**PROMPT:** Select and copy each line in the listing that contains the string "meadow".

**RECORDED INFORMATION:**

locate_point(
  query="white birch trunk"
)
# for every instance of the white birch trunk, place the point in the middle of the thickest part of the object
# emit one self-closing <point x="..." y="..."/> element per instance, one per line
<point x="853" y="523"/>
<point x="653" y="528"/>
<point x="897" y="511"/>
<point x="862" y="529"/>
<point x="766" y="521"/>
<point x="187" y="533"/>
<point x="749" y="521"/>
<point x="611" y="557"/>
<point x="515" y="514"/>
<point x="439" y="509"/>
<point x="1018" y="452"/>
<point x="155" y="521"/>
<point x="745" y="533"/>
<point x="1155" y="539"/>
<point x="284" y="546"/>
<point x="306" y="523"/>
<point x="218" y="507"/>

--

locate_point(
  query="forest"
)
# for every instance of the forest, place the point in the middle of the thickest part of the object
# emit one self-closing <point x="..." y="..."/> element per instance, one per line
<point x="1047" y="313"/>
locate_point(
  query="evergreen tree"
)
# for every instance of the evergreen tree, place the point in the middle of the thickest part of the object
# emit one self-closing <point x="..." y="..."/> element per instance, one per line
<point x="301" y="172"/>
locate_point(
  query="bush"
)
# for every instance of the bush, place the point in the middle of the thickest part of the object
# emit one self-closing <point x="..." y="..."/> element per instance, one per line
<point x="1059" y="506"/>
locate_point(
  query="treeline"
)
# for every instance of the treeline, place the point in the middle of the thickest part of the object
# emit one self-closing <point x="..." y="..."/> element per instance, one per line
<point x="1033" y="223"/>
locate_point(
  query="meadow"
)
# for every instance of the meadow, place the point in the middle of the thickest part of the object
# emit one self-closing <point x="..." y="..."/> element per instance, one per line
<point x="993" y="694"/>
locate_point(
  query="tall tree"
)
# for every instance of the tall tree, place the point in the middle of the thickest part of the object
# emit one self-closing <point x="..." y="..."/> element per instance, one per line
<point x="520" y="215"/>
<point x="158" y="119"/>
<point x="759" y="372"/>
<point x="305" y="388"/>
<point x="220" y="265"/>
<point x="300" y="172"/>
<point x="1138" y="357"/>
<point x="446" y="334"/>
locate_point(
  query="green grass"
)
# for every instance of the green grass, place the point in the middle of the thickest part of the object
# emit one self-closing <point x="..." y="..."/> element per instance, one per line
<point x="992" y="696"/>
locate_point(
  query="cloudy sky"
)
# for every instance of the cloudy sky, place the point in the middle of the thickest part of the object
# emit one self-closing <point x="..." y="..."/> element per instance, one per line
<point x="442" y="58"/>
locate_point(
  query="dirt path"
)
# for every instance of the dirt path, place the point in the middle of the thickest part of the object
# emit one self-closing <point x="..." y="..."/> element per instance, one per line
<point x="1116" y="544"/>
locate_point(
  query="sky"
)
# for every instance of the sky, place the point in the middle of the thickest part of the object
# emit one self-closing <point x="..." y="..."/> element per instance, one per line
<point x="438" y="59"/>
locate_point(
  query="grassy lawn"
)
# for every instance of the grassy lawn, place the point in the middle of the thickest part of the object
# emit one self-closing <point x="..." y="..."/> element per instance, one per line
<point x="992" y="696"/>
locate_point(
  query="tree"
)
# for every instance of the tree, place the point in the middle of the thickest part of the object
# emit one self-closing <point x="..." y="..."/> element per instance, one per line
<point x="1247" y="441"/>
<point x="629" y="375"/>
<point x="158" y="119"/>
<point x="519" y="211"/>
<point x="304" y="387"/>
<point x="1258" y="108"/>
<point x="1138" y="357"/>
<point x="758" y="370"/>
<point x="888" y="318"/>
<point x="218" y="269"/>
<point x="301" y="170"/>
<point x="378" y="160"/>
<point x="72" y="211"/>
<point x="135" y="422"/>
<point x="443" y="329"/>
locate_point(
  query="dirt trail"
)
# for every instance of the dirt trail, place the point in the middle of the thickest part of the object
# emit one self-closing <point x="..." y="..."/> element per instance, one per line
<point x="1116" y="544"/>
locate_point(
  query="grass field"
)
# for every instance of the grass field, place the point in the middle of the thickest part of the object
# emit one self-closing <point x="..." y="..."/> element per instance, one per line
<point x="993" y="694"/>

--

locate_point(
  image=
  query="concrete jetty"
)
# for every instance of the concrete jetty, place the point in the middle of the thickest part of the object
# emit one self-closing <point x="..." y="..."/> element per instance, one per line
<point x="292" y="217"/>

**ANSWER FOR THIS EXERCISE:**
  query="meadow"
# for every instance of the meadow, place the point in the middle of the thickest part of the object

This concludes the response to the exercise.